- [Given information]:
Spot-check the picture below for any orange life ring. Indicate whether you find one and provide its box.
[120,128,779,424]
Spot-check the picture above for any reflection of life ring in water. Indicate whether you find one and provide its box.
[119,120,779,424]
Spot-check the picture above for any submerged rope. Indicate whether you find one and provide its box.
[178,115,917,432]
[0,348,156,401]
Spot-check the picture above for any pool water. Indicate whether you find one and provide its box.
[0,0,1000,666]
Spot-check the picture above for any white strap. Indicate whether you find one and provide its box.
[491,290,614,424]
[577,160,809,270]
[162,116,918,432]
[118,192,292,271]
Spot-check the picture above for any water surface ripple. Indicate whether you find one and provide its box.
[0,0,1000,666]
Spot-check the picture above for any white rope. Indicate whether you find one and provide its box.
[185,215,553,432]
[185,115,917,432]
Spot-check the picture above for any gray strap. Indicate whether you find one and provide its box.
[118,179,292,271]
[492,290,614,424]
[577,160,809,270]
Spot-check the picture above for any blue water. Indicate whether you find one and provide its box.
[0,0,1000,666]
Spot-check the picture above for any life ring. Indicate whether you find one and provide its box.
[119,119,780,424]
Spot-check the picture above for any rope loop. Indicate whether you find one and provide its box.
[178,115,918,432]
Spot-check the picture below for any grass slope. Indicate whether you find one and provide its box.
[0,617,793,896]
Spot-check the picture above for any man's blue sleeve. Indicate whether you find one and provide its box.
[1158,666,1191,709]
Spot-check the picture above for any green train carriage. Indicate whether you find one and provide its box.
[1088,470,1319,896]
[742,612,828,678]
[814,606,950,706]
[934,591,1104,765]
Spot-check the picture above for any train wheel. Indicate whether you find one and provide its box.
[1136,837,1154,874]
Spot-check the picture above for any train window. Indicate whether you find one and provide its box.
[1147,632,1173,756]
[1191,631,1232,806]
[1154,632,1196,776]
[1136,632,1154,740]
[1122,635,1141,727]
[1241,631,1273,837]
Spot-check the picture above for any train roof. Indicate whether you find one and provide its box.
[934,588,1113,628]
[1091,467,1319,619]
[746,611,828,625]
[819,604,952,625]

- [Set problem]:
Output each line of the material above as a numbered list, skipping any blank lines.

- [Expected answer]:
1. Spot-check the picture below for any orange life ring. Indicate whether you find one and provide its box.
2. [120,128,779,424]
3. Spot-check the picture above for any reflection of life ring in water. Indicate whether you find one and provide its box.
4. [119,120,779,424]
5. Spot-check the picture above for any submerged rope. Indicate whether you find one and provide its box.
6. [178,115,917,432]
7. [0,348,156,401]
8. Spot-check the picture above for any pool water. Indicate whether you find one and provide its box.
9. [0,0,1000,666]
10. Spot-check the picture above for any white strap. Indicate whether you find one and provide its box.
11. [491,290,614,424]
12. [577,160,809,270]
13. [162,116,918,432]
14. [118,192,292,271]
15. Spot-check the picture above for any water surface ripple. Indicate whether you find one and provide its box.
16. [0,0,1000,666]
17. Spot-check the picture above for any white rope. Indicate whether you find one and provide its box.
18. [185,215,553,432]
19. [185,115,917,432]
20. Spot-check the picture above for any gray strap. Indicate whether you find one and provide its box.
21. [118,179,292,271]
22. [492,290,614,424]
23. [577,160,809,270]
24. Spot-check the picture above for any blue water. Indicate whether you find one and provide its box.
25. [0,0,1000,666]
26. Spot-check the picture above for any life ring. Indicate whether you find one and provide its box.
27. [119,119,780,424]
28. Spot-check the picture above for any rope loop. Indicate whether you find one and provide its box.
29. [178,115,918,432]
30. Spot-check the picture below for any grass slope. Indicate whether you find one and provide its box.
31. [0,617,793,896]
32. Spot-check the picture above for any man's blue sleeve. Indicate whether you find one and provide its box.
33. [1158,666,1191,709]
34. Spot-check the picture above for any green train carriage. Indicate whether you find one and provide its box.
35. [1088,470,1319,896]
36. [742,612,828,678]
37. [814,606,950,706]
38. [934,591,1104,765]
39. Spot-check the picture above for any train wheel. Indicate whether you find one and provide its box.
40. [1136,837,1154,874]
41. Spot-check the picture above for any train window. Indicate whether you find one and provide its box.
42. [1147,632,1173,756]
43. [1191,631,1232,806]
44. [1154,632,1196,776]
45. [1136,632,1154,740]
46. [1122,635,1141,727]
47. [1241,631,1273,837]
48. Spot-check the picture above for any train roof. Indicate whether you find one and provide its box.
49. [934,588,1113,628]
50. [1091,467,1319,619]
51. [746,611,828,625]
52. [819,604,952,625]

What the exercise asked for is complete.